WORK INSTRUCTIONS: Give the items as a two-column CSV with the columns "command" and "output", one row per item, putting its text under "command" and its answer under "output". Quote each field and replace line breaks with spaces. Begin at the line that contains "red jacket --return-all-boxes" and stop after the line that contains "[579,0,592,37]".

RECORDED DATA:
* BEGIN *
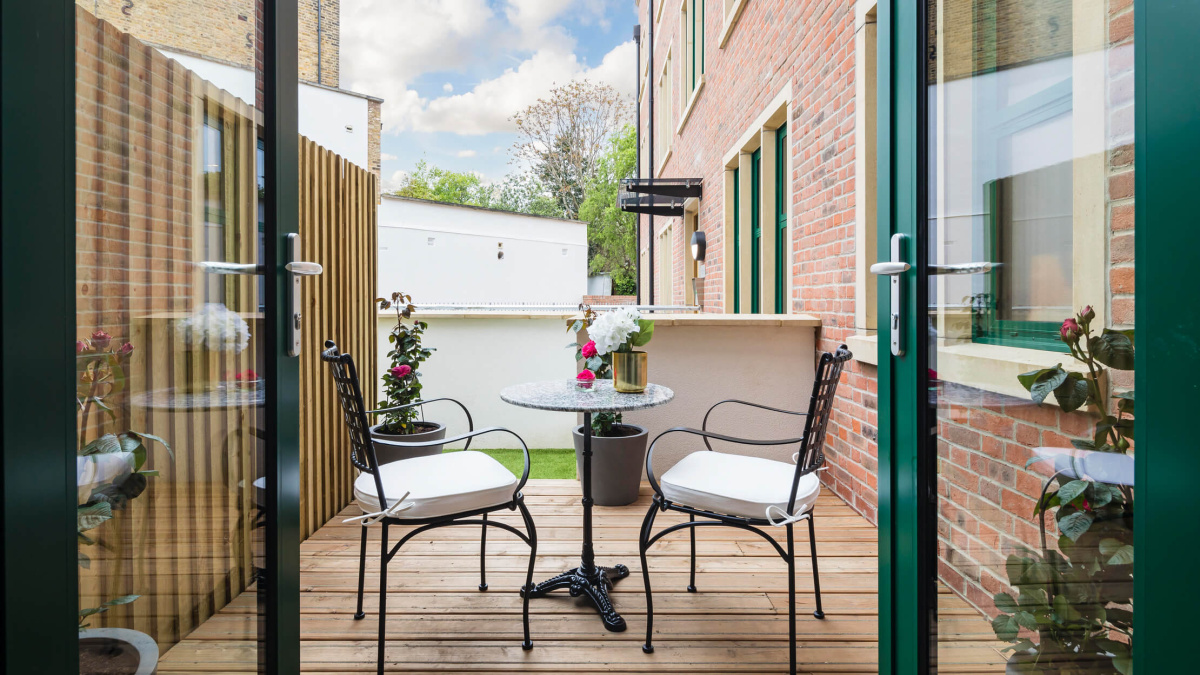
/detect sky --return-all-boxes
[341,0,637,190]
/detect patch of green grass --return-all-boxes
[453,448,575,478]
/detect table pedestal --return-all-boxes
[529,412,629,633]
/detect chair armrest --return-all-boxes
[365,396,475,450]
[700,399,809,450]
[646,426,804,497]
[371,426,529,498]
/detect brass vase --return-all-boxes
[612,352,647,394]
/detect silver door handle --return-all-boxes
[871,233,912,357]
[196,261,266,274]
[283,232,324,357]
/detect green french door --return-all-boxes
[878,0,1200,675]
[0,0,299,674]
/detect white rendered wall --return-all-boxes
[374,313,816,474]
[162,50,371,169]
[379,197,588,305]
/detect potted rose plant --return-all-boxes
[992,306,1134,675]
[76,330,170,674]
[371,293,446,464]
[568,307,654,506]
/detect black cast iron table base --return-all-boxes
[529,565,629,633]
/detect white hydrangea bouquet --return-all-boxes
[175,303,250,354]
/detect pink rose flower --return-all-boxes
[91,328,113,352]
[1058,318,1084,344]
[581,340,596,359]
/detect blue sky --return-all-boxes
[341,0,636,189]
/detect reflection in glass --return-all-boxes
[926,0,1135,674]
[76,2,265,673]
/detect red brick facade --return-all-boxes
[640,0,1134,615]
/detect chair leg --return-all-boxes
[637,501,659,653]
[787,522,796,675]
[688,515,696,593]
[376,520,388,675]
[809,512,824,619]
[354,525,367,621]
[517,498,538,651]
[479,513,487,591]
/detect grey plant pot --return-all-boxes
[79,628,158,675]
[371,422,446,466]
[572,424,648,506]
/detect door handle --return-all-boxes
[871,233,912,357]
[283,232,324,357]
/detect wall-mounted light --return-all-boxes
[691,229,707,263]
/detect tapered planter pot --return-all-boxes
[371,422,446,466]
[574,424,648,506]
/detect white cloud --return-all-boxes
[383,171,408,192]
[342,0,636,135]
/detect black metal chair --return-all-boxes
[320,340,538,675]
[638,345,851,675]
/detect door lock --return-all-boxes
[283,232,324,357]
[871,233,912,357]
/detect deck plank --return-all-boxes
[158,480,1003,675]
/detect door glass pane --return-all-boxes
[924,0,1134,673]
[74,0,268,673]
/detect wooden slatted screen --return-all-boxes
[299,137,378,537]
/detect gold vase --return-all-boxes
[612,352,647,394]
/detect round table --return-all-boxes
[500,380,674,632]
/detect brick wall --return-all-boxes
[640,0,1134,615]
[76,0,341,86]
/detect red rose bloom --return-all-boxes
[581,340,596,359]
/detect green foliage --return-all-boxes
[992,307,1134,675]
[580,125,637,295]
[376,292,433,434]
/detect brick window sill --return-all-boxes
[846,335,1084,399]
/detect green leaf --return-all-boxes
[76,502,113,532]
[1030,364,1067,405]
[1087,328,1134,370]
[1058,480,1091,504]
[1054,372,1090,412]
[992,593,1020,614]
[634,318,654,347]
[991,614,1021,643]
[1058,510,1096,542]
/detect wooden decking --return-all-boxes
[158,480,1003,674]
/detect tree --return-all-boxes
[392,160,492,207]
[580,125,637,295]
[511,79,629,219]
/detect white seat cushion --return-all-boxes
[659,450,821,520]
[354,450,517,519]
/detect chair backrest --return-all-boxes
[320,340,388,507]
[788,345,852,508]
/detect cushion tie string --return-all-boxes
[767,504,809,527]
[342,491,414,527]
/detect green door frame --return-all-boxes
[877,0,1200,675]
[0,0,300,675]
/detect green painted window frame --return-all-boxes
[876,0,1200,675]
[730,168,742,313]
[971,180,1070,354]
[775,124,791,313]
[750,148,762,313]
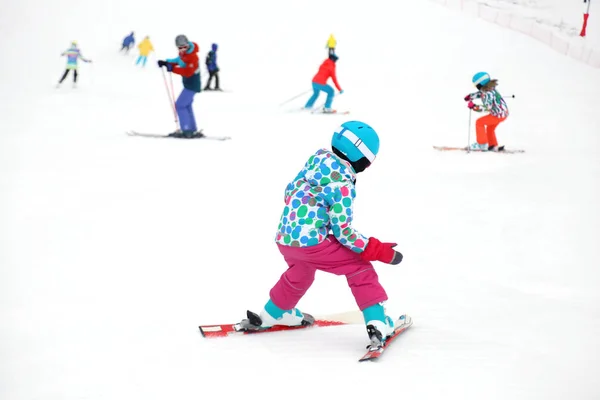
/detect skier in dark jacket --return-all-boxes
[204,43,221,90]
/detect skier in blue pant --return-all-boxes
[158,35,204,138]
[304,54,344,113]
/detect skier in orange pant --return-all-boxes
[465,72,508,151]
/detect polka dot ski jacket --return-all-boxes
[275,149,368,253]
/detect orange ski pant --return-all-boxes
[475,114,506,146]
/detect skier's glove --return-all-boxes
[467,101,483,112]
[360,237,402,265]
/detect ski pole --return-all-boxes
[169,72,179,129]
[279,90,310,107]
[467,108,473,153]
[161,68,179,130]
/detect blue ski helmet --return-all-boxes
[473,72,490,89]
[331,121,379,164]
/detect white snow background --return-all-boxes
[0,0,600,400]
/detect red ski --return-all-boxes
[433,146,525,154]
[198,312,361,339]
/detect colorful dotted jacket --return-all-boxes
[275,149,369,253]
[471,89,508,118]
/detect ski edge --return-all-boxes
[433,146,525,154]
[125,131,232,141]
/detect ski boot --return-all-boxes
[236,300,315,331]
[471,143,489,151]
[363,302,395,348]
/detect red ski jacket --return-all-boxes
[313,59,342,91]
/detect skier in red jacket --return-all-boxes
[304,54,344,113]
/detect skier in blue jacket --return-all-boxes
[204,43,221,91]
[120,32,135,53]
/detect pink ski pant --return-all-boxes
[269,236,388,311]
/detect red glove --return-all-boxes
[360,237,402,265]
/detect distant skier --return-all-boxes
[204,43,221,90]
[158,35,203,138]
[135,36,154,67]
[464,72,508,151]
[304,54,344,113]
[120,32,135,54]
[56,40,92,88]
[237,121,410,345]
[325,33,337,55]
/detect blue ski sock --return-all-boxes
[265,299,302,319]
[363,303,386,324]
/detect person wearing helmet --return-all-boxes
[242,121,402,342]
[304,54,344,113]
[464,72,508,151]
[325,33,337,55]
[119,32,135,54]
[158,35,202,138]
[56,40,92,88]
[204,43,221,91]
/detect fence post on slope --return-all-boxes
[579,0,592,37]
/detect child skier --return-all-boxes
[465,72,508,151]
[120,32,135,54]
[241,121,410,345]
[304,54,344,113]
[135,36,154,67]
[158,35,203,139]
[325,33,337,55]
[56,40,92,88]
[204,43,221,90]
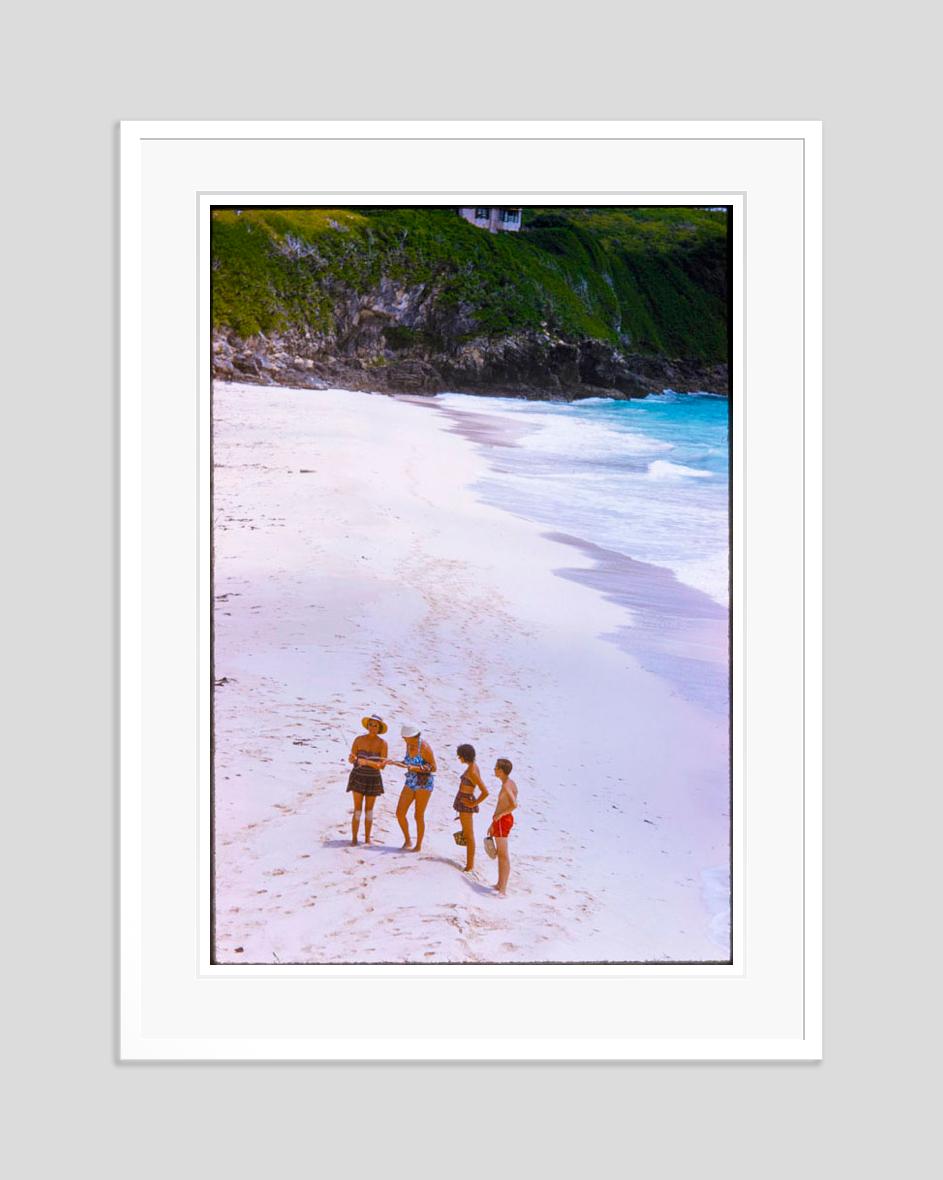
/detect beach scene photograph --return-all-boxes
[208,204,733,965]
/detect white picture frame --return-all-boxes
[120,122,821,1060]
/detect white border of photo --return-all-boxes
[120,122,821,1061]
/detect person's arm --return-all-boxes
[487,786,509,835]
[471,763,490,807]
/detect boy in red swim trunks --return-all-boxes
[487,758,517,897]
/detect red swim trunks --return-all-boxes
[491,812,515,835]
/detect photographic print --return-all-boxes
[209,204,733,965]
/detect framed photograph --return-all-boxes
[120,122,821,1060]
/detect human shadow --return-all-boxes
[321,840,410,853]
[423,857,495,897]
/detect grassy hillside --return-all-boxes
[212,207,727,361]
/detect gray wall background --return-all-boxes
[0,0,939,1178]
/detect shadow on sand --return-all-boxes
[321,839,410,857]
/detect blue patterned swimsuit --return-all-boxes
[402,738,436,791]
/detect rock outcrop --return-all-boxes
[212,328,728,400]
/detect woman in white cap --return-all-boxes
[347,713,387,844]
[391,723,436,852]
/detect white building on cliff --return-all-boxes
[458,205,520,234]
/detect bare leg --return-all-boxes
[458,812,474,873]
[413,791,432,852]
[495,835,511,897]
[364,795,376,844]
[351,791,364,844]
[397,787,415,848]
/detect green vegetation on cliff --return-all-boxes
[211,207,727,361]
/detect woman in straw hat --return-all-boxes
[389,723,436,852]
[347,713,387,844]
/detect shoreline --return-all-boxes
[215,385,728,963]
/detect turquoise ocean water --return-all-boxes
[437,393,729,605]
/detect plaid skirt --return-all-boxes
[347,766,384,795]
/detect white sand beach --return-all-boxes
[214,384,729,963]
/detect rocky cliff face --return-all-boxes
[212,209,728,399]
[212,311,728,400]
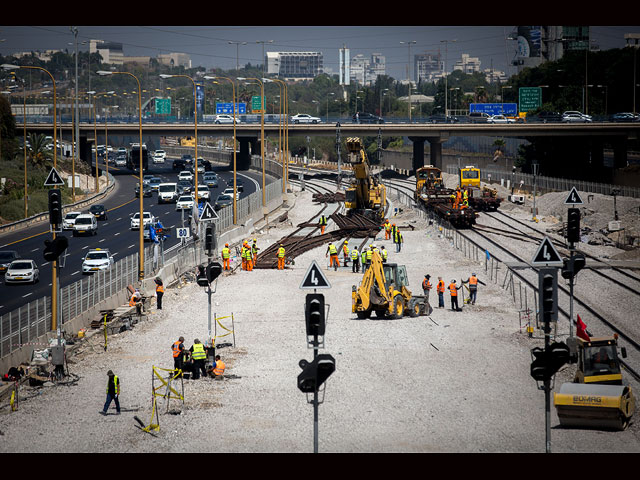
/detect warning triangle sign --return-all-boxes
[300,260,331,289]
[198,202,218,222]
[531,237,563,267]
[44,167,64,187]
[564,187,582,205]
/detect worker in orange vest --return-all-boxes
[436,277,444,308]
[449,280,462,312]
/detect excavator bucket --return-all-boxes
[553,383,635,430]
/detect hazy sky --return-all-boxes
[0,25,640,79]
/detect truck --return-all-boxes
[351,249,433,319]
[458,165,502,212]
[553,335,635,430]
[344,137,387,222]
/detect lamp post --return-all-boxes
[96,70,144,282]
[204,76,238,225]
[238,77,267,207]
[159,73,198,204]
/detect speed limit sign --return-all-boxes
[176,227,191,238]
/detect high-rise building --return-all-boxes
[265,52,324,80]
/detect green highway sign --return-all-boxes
* END *
RESPONSE TO THE EXERCISE:
command,output
"/detect skier in red jacket --return-all-boxes","[304,54,344,113]"
"/detect skier in blue jacket --return-all-boxes","[204,43,221,91] [120,32,135,53]"
"/detect pink ski pant --return-all-boxes","[269,236,388,311]"
"/detect red glove --return-all-boxes","[360,237,402,265]"
"/detect distant skier --return-all-boxes","[204,43,221,90] [158,35,203,138] [135,36,154,67] [464,72,508,151] [304,54,344,113] [120,32,135,54] [56,40,92,88] [237,121,410,345] [325,33,337,55]"
"/detect blue ski sock --return-all-boxes","[265,299,302,319] [363,303,386,324]"
"/detect person wearing helmet --return-all-boxes","[242,121,402,342] [304,54,344,113] [464,72,508,151] [325,33,337,55] [119,32,135,54] [158,35,202,138] [56,40,92,88] [204,43,221,91]"
"/detect fence post on slope --return-all-boxes","[579,0,592,37]"